TASK GOAL | Rescale the lines between the line holding "the snow-covered ground" and the line holding "[1104, 742]", inclusive, and write them all out again, requests included. Multiply each coordinate in the answer points by 2.45 and round to whole numbers with halves going up, leaving the sample points in the requests unchanged.

DATA FOR THIS EXERCISE |

════

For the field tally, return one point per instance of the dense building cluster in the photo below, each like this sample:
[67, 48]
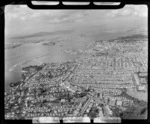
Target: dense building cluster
[95, 85]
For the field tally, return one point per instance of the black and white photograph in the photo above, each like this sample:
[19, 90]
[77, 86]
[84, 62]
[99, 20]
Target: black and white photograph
[76, 63]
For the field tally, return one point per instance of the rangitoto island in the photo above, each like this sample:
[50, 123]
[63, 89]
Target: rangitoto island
[95, 85]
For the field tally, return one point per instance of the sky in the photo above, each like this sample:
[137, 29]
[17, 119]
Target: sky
[20, 19]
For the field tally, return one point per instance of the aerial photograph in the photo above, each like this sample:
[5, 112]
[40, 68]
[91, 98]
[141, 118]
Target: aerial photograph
[76, 63]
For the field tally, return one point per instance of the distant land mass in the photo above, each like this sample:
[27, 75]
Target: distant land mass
[43, 34]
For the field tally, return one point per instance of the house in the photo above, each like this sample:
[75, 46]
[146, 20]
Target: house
[112, 101]
[119, 103]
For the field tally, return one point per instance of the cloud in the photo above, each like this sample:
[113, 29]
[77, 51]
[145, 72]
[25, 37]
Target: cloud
[131, 10]
[22, 12]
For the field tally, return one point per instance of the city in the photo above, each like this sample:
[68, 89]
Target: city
[104, 82]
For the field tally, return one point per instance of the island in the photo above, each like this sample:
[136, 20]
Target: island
[97, 84]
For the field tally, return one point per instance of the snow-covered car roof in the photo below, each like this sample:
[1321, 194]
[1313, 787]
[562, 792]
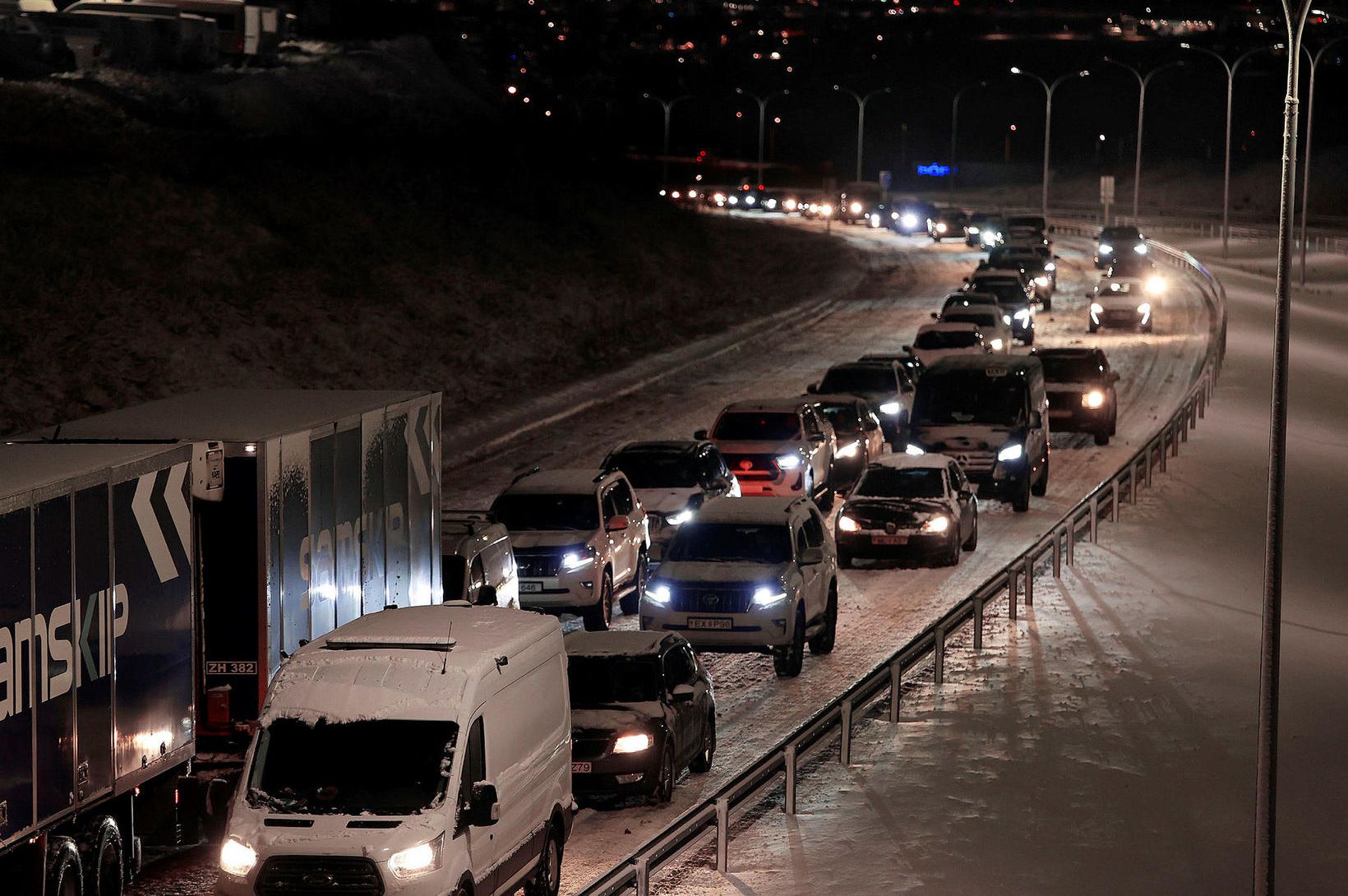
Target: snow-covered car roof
[749, 510]
[562, 481]
[930, 461]
[614, 643]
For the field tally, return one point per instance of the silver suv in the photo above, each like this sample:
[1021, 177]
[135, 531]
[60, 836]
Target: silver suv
[581, 541]
[750, 577]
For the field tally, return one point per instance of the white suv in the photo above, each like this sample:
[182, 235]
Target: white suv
[580, 539]
[777, 448]
[750, 577]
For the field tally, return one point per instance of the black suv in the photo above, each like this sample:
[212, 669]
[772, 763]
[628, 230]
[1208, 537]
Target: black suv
[1082, 394]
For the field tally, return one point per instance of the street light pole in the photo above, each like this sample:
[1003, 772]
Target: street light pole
[1142, 107]
[1226, 181]
[667, 105]
[861, 119]
[1305, 166]
[1048, 122]
[954, 126]
[1266, 775]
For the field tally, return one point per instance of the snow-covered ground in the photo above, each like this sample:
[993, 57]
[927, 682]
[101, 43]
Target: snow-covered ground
[1104, 742]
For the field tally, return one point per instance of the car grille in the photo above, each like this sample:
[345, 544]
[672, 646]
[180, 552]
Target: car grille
[754, 466]
[712, 597]
[318, 876]
[537, 563]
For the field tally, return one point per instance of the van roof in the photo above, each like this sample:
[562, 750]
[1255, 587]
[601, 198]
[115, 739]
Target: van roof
[232, 415]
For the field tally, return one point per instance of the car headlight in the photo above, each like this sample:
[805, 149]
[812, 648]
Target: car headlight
[766, 596]
[236, 858]
[418, 860]
[935, 524]
[577, 558]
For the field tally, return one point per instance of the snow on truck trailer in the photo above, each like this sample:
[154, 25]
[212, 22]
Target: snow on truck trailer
[96, 660]
[314, 508]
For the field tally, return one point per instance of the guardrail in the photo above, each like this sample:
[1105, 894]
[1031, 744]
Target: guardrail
[781, 765]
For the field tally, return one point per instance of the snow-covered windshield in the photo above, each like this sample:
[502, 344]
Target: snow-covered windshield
[758, 427]
[596, 681]
[547, 512]
[947, 339]
[728, 542]
[916, 483]
[387, 767]
[654, 470]
[859, 379]
[969, 396]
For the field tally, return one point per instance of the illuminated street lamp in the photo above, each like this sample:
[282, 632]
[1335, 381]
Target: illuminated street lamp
[861, 120]
[1143, 80]
[1048, 120]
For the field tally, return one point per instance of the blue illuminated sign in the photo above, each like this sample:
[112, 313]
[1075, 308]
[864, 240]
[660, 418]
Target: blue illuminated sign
[935, 170]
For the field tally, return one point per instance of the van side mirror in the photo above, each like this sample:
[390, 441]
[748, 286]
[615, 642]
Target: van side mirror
[482, 809]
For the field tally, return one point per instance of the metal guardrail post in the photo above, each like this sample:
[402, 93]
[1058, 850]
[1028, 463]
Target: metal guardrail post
[895, 690]
[977, 623]
[722, 833]
[939, 657]
[846, 741]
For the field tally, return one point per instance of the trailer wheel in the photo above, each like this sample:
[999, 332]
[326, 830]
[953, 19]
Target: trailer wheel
[63, 873]
[105, 866]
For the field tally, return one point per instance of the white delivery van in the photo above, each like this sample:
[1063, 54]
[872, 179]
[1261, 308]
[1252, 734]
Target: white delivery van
[414, 752]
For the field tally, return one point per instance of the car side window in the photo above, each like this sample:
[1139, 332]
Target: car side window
[813, 529]
[623, 499]
[475, 769]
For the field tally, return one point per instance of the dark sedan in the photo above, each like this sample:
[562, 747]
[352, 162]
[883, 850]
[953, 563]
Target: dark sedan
[642, 710]
[1082, 394]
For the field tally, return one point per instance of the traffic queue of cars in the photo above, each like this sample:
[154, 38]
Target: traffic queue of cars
[716, 543]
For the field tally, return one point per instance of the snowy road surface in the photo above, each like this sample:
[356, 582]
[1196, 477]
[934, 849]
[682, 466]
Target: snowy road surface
[1106, 741]
[879, 609]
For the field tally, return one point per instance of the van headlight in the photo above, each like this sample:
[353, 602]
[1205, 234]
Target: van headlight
[766, 596]
[238, 858]
[418, 860]
[935, 524]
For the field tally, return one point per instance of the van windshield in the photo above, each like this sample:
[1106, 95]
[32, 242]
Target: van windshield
[347, 767]
[598, 681]
[969, 396]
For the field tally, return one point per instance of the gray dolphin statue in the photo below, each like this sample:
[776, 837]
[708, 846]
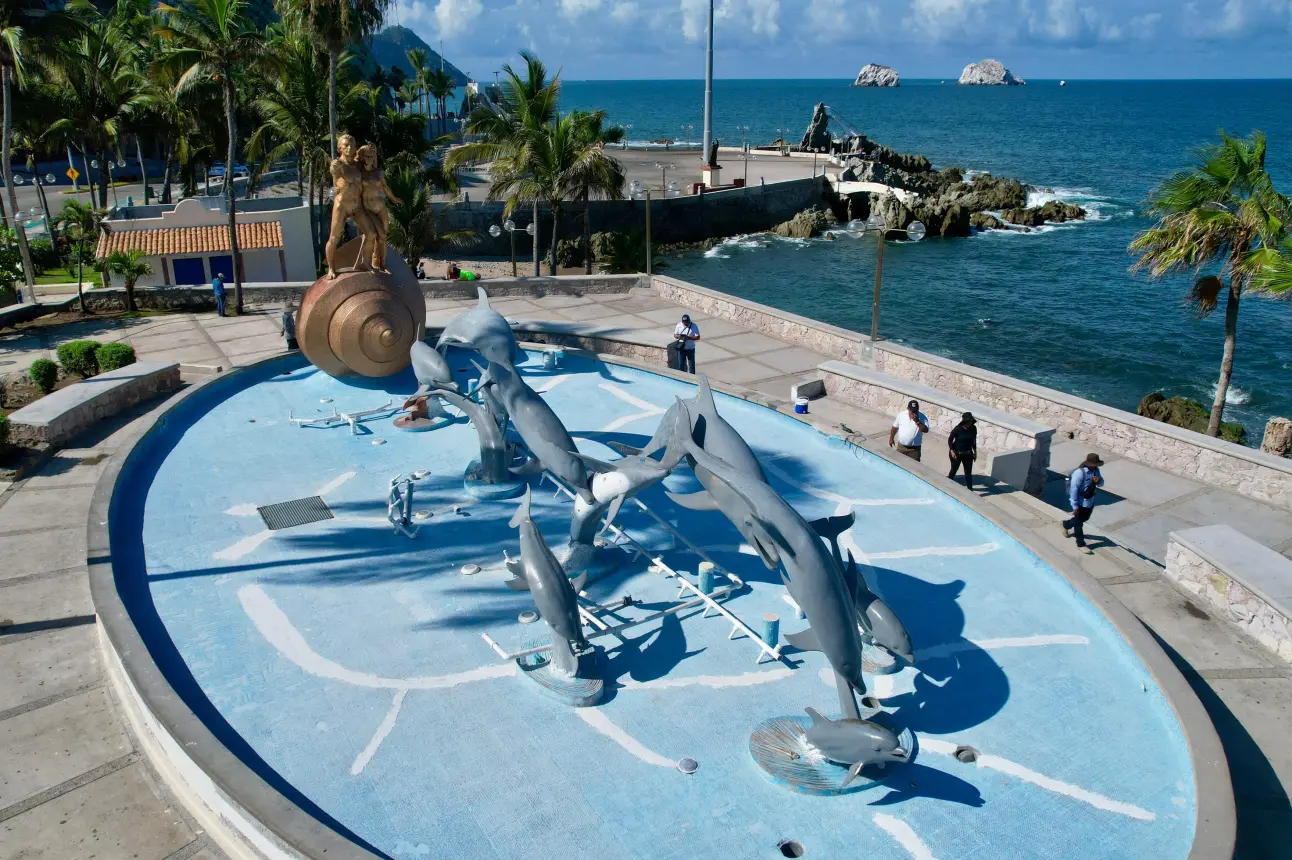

════

ANSWER FOR THIS EXERCISE |
For the field tally, return one point per instance of the snow-covered ground in the photo above, each like this sample:
[993, 57]
[927, 682]
[101, 43]
Target: snow-covered ground
[2705, 1818]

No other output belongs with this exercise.